■ WHAT TO WORK ON ■
Write down each of the records below word for word, with nothing changed or left out.
##### TASK INPUTS
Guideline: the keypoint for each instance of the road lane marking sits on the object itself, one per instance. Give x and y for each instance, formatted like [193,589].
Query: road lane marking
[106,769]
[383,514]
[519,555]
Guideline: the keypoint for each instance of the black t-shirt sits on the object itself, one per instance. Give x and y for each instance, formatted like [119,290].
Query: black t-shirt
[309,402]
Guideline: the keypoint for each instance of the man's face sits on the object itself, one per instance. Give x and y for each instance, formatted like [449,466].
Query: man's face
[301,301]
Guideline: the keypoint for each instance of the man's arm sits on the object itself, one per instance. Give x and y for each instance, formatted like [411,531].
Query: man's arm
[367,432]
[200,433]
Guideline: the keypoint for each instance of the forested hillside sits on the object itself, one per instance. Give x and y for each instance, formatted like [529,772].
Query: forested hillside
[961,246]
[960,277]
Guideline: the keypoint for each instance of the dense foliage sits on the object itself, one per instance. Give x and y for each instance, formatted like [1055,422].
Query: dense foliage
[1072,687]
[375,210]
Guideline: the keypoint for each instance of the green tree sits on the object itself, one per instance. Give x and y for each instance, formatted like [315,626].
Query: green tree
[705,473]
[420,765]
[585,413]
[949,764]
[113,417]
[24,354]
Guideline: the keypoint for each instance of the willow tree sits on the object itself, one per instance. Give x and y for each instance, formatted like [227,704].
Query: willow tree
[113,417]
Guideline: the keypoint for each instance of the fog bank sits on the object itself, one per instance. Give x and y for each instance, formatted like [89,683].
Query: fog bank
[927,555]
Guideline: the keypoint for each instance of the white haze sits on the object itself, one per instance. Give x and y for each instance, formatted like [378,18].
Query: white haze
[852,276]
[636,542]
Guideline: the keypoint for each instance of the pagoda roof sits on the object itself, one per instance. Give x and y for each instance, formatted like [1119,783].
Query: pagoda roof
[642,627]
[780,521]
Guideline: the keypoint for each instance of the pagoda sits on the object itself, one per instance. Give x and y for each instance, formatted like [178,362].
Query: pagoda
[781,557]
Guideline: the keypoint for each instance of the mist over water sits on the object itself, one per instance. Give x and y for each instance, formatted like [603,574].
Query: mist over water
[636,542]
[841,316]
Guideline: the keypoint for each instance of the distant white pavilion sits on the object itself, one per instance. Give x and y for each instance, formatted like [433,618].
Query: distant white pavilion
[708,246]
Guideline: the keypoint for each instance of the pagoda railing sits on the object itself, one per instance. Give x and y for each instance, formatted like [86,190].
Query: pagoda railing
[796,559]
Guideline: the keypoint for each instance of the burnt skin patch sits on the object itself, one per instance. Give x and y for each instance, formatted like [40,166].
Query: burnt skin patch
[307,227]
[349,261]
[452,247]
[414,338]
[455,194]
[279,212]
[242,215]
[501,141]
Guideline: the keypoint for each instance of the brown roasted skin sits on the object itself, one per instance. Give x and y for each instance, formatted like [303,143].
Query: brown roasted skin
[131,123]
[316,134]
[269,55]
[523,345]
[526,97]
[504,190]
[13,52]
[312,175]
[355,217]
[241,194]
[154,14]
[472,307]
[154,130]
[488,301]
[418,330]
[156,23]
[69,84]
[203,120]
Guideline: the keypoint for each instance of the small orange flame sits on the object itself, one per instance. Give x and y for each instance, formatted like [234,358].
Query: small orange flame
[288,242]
##########
■ TASK RESULT ■
Guideline: the keypoint for each instance of the road lane marking sits on the object itself, one per instance. Give x and y for each instance, formatted like [193,589].
Query: road lane marking
[106,769]
[383,514]
[519,555]
Guideline: the keypoint for each instance of the black t-shirt sits on the object itself, one per instance. Give x and y for each instance, formatted like [119,290].
Query: black t-shirt
[309,402]
Guideline: the keypoint for each instance of the man's face sits on the object itself, one per instance. Give x and y for each instance, formatted like [449,466].
Query: man's face
[301,301]
Guideline: the keypoint for each instance of the man's arm sits on the object itself, one per instance. Give x and y for each instance, formatted like [411,531].
Query: man's arm
[367,432]
[200,433]
Guideline: the keypoint for each instance of the forested hillside sits on the object itself, one per instance. Give x and y for each instance, formatted like [529,772].
Query: forested hillside
[961,246]
[960,277]
Guideline: the keypoint for each instance of the dense foliage sits on the object itself, one per instance. Give x and y for each instance, formatted like [1055,422].
Query: dense foliage
[1072,687]
[375,210]
Guideline: the keypoint for each instance of the green tree sits on the object itself, one per instance. Give x and y for each instance, formatted like [315,626].
Query: green tree
[705,473]
[420,765]
[585,413]
[949,764]
[113,417]
[24,354]
Guideline: the keypoint for each instance of the willow tree sits on the object itself, one per instance. Give x and y for each instance, formatted like [227,704].
Query: willow tree
[113,417]
Guideline: the keypoint for each instance of the fog bank sits on the object itself, one per instance. Give x and y for each instance, formatted like [89,683].
Query: fog bank
[927,555]
Guideline: the keypoint for each instance of the white haze sits on the object itself, one per instance. Give x and y for each instance, formatted like [378,18].
Query: white haze
[852,276]
[636,542]
Guideline: the keypoint for each instance of the pagoda roof sits on the object itself, one per instance. Give x and y for each instance, formatted like [1119,783].
Query: pagoda roof
[642,627]
[780,521]
Guideline: the keypoint for each instance of the pagoda sits on the object itself, one per instance. Give x and y for each instance, formatted like [178,362].
Query: pagoda
[781,557]
Guideline: the keypoint for each instance of the mist over water sits on the object itself, one per instance. Give x and y for each instance, formatted like [603,574].
Query: mist over water
[636,542]
[841,316]
Guideline: the keypoint for each instance of the distant white pavilion sits on the object itself, one per instance. Give x and y for each instance, formatted like [433,618].
Query: distant white pavilion
[708,246]
Guideline: the keypoint for each instance of the pagoda railing sits on the object itself, one per instance. Give x and y for each instance, formatted like [86,190].
Query: pagoda railing
[796,559]
Guideline: the keypoint for each instance of the burnt skin patch sits on the object itself, one per instance. Give x and y for each instance, formatted like [40,166].
Query: burnt skin patch
[307,227]
[349,261]
[452,247]
[414,338]
[455,194]
[279,212]
[242,215]
[501,141]
Guideline: the keypoint for each instance of the brown roasted skin sits on the object itself, one per instance. Give x and y for each instance, formatted like [303,143].
Query: brown roasted skin
[131,123]
[316,134]
[269,55]
[523,345]
[526,97]
[504,190]
[13,52]
[312,175]
[355,217]
[241,194]
[154,14]
[472,307]
[154,130]
[488,301]
[418,330]
[156,23]
[69,84]
[203,120]
Guideline: the keypoint for each instance of the small orange flame sits on the object itself, one per instance. Give x and y for each instance, formatted like [234,358].
Query: small orange flame
[288,242]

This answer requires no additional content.